从下面的数据行里收集所有含有“firefighter”这个词的行。

数据行
════════════════════
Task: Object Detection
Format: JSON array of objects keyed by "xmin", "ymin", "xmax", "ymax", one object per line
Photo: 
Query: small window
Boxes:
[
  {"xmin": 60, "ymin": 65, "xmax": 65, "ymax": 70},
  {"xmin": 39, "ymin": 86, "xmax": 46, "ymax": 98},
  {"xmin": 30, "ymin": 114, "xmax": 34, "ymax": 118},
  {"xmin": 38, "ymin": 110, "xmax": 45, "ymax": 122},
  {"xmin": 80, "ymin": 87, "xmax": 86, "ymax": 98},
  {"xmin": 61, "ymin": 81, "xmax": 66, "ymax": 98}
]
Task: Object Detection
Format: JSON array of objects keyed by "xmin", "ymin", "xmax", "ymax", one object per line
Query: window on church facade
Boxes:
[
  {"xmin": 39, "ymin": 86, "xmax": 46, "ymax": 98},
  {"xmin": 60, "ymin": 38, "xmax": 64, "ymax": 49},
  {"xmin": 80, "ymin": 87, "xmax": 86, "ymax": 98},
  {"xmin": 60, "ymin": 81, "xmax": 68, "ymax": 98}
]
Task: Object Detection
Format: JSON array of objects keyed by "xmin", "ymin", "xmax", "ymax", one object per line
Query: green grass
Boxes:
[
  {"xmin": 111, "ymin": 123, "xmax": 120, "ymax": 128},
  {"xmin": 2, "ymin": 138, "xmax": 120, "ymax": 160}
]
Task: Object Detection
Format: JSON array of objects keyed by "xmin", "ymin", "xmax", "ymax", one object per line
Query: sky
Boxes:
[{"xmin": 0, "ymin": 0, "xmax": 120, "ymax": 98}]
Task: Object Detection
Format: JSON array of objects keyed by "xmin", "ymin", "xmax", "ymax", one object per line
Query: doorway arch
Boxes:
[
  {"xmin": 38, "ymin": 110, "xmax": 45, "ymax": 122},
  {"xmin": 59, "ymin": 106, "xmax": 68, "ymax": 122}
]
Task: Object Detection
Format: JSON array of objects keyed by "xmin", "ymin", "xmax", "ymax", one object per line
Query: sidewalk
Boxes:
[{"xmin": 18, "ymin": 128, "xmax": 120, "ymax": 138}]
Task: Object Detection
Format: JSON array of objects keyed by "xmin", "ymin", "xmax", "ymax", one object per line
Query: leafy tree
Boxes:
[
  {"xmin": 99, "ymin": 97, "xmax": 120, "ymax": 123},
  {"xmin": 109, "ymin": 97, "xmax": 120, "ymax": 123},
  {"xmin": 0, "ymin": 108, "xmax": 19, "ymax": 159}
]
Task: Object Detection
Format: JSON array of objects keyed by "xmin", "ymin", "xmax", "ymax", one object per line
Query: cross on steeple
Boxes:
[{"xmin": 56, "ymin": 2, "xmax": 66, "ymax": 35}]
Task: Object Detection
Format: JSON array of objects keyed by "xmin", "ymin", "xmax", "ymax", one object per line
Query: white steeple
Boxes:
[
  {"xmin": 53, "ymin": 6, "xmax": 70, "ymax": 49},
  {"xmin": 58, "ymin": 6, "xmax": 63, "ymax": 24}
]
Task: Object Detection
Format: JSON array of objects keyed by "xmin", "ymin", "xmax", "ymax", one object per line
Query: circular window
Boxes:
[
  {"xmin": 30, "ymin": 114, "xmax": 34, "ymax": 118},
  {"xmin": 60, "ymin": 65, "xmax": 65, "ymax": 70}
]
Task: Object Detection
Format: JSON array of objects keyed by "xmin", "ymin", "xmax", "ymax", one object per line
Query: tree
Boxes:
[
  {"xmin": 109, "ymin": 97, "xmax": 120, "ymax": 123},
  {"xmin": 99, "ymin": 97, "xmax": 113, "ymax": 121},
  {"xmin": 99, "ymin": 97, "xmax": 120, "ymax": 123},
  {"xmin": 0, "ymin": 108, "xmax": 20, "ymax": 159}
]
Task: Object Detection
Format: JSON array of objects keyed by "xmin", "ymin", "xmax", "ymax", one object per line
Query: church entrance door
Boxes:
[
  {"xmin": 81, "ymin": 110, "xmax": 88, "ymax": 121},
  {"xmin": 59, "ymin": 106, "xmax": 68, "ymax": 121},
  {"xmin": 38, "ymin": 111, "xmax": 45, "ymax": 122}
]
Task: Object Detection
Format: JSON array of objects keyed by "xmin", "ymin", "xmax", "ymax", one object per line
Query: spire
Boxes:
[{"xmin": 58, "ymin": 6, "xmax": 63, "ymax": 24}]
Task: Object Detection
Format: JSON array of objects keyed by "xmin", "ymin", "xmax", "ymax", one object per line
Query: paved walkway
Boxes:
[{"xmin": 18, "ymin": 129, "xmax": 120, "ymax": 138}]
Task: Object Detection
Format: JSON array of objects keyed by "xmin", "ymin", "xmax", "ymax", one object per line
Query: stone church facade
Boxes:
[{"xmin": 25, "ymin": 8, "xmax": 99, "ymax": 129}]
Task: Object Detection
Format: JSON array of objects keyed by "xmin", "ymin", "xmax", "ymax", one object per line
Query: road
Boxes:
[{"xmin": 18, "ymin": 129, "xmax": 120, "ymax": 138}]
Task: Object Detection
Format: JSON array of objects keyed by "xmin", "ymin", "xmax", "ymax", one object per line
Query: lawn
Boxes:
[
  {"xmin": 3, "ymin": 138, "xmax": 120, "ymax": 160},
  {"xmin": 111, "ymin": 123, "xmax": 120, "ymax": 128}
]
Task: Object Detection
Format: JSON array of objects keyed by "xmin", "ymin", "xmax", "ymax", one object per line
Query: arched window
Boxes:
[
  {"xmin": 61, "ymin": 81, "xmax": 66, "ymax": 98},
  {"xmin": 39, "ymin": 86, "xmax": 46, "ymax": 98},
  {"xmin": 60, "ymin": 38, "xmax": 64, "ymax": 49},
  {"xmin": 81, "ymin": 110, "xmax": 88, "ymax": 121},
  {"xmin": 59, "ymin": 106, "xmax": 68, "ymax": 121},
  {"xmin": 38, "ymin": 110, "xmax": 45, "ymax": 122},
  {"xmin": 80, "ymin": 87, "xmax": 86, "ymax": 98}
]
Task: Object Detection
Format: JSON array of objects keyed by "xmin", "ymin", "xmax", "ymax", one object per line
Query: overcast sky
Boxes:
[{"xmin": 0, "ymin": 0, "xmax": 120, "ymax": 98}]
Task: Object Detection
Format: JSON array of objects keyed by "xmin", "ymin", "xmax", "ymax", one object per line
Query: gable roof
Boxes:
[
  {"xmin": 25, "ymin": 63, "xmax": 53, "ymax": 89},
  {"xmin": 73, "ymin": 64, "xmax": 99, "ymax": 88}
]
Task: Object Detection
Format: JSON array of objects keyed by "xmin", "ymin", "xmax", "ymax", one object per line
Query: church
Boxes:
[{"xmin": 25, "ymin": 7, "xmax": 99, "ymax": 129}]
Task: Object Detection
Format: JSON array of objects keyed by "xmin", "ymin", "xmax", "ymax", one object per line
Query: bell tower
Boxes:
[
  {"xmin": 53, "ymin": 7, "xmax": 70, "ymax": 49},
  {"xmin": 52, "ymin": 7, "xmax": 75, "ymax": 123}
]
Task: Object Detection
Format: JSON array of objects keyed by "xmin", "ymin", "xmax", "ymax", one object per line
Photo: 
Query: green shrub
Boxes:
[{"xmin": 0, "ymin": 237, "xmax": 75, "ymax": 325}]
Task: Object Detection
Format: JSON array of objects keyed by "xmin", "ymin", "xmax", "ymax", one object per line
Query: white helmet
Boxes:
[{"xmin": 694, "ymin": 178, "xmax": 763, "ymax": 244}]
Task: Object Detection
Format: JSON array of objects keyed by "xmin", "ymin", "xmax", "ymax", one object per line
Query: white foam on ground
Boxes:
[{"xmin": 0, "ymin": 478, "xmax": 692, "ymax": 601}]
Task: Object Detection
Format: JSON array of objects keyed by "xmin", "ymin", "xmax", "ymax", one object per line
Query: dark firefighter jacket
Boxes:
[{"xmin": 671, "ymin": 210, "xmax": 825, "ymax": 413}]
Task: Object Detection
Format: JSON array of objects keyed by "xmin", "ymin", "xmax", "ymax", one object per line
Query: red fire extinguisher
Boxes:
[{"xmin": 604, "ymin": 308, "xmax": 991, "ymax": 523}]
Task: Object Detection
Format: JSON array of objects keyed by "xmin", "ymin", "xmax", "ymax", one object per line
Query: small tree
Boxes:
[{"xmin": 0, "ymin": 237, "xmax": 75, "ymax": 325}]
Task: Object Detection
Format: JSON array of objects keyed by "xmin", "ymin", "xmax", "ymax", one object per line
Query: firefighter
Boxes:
════════════════════
本题答案:
Query: dark firefighter jacket
Query: firefighter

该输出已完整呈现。